= WHAT IS BEING ASKED =
Your answer should consist only of the line with "Draw a tight box around the red plastic boat." and the lines after it, reproduced exactly through the end of the entries below.

+++ DATA +++

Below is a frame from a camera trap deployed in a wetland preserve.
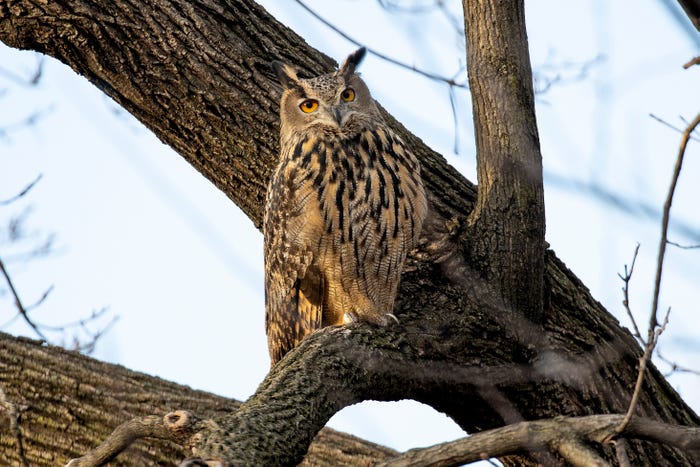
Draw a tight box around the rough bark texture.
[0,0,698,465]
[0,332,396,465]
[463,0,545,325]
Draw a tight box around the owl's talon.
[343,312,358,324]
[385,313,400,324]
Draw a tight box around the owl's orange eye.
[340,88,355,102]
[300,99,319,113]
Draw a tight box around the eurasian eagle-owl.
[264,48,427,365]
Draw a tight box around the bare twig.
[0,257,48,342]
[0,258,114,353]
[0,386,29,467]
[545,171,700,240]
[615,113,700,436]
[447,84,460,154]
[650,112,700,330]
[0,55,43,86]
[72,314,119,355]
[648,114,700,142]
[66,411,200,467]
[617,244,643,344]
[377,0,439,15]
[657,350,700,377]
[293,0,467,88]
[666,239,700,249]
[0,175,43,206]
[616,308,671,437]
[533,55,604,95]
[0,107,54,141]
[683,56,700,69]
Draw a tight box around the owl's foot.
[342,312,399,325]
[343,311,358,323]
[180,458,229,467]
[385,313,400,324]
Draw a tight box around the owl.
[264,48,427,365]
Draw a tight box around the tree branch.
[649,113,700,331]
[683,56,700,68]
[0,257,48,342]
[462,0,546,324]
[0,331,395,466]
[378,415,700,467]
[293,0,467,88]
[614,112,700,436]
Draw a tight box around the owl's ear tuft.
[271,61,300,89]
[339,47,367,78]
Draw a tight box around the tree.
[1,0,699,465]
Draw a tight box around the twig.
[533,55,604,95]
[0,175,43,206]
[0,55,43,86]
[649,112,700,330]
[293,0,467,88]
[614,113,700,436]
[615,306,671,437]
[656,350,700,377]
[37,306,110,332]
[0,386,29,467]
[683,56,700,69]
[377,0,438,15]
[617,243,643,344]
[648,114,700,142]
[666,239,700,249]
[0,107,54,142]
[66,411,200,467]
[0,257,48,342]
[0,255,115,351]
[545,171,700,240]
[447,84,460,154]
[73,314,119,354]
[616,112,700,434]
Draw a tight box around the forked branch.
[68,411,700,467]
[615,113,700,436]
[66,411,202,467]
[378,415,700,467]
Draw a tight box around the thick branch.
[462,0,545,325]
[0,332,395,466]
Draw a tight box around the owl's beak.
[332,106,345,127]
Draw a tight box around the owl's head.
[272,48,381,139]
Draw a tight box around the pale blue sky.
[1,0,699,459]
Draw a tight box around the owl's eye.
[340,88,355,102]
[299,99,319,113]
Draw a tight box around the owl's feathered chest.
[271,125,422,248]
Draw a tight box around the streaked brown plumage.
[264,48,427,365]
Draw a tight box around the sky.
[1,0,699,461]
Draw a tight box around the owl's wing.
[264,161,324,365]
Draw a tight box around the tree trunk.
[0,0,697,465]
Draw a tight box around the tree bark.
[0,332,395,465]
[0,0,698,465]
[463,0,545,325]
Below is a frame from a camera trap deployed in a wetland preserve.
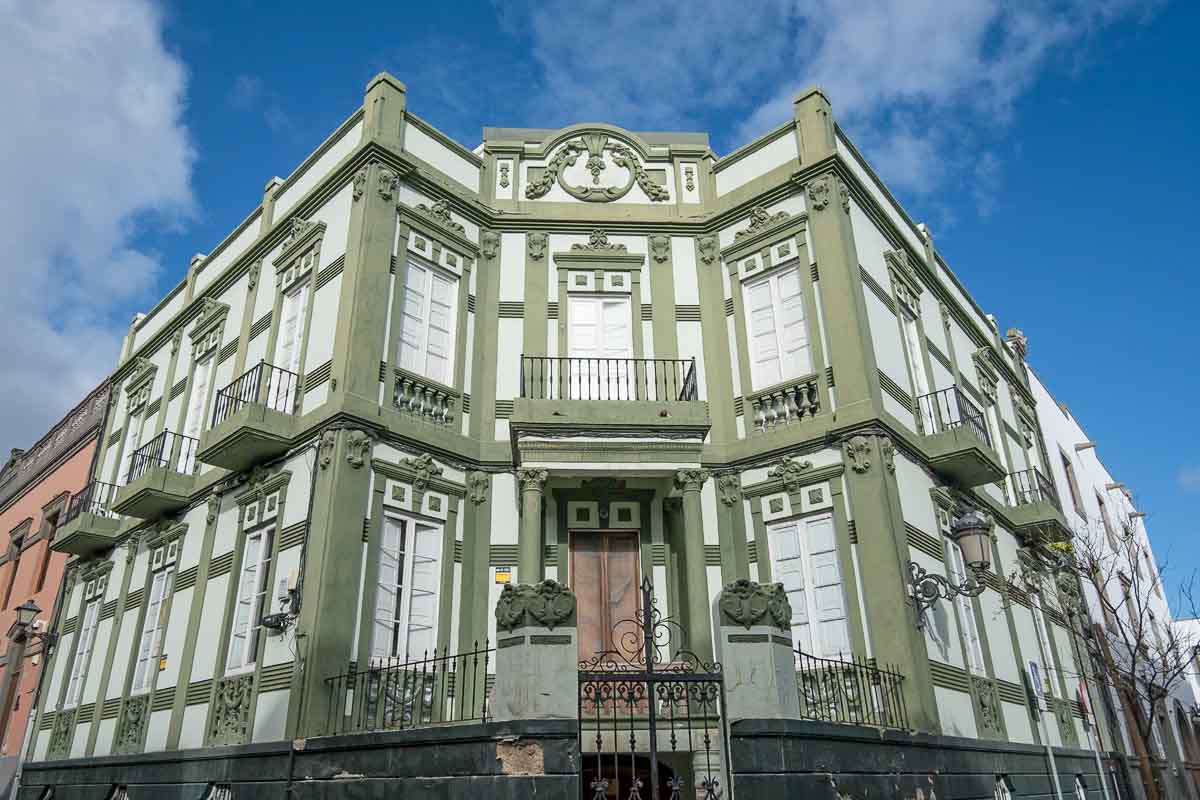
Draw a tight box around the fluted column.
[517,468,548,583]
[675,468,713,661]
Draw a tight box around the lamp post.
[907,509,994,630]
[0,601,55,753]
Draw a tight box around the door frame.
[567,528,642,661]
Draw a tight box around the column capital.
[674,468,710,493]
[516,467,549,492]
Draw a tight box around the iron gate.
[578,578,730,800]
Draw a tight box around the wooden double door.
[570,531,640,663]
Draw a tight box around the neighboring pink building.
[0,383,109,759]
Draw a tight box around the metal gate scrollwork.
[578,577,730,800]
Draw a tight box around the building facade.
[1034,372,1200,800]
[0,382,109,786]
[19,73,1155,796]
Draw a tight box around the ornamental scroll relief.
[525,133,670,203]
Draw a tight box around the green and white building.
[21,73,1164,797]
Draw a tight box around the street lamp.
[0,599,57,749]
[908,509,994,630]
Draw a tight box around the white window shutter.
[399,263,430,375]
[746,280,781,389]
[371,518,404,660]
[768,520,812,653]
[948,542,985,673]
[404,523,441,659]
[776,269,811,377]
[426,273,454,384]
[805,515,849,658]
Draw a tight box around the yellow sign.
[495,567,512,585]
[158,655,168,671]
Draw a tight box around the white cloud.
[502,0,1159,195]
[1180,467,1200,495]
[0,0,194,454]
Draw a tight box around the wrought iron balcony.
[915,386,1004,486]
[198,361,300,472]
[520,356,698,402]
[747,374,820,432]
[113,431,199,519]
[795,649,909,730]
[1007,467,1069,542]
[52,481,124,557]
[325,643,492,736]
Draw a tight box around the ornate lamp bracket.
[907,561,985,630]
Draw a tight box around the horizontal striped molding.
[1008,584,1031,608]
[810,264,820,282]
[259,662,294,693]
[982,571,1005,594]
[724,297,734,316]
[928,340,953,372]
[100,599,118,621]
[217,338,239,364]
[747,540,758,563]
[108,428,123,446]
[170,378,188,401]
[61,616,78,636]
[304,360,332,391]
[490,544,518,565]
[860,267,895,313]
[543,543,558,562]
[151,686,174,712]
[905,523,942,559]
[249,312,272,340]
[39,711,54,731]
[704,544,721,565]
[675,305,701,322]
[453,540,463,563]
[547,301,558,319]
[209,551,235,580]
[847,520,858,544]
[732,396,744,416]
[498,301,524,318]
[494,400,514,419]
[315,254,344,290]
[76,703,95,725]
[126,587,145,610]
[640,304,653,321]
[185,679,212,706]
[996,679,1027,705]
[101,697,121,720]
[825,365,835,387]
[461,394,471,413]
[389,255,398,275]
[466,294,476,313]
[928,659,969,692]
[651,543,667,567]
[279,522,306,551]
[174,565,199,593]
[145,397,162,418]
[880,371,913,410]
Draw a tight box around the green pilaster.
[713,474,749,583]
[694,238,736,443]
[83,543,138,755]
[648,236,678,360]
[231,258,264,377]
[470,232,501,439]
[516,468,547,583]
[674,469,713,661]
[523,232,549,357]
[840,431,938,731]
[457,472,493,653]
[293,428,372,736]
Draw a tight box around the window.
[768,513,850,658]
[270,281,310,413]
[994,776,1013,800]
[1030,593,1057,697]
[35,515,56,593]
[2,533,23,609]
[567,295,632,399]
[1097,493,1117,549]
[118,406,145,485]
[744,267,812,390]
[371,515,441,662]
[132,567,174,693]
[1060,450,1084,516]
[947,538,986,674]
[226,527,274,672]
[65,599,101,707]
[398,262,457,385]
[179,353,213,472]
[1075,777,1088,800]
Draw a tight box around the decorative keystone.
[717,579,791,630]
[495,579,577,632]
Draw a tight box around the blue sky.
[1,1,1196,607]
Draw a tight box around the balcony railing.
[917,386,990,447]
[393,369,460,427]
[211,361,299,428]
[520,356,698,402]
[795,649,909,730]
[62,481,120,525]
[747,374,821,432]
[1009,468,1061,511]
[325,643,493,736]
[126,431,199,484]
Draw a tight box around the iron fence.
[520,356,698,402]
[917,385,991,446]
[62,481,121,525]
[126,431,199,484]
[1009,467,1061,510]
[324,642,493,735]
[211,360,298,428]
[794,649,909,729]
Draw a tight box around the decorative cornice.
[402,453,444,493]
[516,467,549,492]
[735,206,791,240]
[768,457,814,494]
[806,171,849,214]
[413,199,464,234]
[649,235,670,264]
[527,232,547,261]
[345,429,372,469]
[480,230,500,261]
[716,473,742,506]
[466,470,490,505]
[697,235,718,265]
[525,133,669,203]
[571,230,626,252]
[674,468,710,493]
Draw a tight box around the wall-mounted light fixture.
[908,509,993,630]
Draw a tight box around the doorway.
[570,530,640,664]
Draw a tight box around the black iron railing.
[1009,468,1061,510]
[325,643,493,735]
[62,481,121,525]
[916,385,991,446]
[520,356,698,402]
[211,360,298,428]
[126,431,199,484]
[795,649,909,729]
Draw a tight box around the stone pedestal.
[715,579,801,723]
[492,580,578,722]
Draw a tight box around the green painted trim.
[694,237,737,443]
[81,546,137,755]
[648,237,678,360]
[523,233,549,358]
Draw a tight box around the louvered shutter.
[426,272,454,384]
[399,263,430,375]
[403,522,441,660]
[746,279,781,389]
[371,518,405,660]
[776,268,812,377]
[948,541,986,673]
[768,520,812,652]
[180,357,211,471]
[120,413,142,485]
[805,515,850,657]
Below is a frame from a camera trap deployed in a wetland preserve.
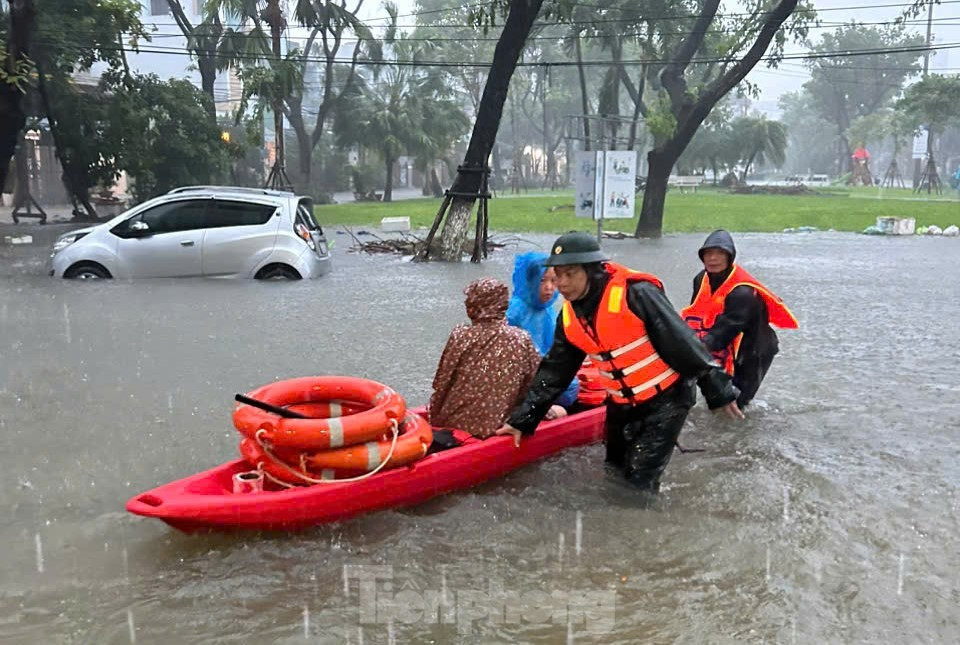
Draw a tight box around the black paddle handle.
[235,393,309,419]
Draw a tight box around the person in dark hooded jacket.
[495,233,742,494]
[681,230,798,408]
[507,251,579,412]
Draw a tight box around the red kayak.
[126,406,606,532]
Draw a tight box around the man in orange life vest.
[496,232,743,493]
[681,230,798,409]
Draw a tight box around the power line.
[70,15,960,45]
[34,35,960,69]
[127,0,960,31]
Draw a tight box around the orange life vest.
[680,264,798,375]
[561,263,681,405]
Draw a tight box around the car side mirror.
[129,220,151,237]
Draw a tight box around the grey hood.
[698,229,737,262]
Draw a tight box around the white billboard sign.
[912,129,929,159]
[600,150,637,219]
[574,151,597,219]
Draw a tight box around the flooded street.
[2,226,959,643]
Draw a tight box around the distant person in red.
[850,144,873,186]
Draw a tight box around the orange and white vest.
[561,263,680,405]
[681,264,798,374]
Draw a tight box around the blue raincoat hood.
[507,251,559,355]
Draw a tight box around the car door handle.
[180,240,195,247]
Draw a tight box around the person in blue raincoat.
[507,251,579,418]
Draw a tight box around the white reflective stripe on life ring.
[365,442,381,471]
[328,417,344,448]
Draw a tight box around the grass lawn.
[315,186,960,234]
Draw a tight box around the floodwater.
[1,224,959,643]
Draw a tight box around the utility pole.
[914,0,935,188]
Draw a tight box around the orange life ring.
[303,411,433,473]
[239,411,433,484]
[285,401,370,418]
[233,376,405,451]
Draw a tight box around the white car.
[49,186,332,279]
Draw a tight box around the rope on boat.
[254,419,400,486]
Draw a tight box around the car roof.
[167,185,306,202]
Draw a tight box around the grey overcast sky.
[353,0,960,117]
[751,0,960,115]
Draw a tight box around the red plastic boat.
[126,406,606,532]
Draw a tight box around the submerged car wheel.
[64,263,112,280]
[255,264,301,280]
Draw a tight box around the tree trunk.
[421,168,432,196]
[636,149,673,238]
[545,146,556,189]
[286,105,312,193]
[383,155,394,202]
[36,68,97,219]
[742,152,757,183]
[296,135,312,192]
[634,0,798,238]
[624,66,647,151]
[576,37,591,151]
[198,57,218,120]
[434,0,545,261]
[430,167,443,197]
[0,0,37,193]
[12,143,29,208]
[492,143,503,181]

+++

= ANSWER FOR THE TASK =
Draw a tight box around the red plastic boat.
[126,406,606,532]
Draw a tight box around the submerged car wheel.
[64,263,112,280]
[255,264,301,280]
Draw a tight box around the tree trunk.
[421,168,432,196]
[636,149,673,238]
[545,146,556,189]
[286,105,312,193]
[383,155,394,202]
[36,68,97,219]
[742,152,757,183]
[296,135,312,192]
[634,0,798,238]
[624,66,647,151]
[576,37,591,151]
[198,57,218,120]
[434,0,545,261]
[430,167,443,197]
[0,0,37,193]
[12,143,29,208]
[492,143,503,181]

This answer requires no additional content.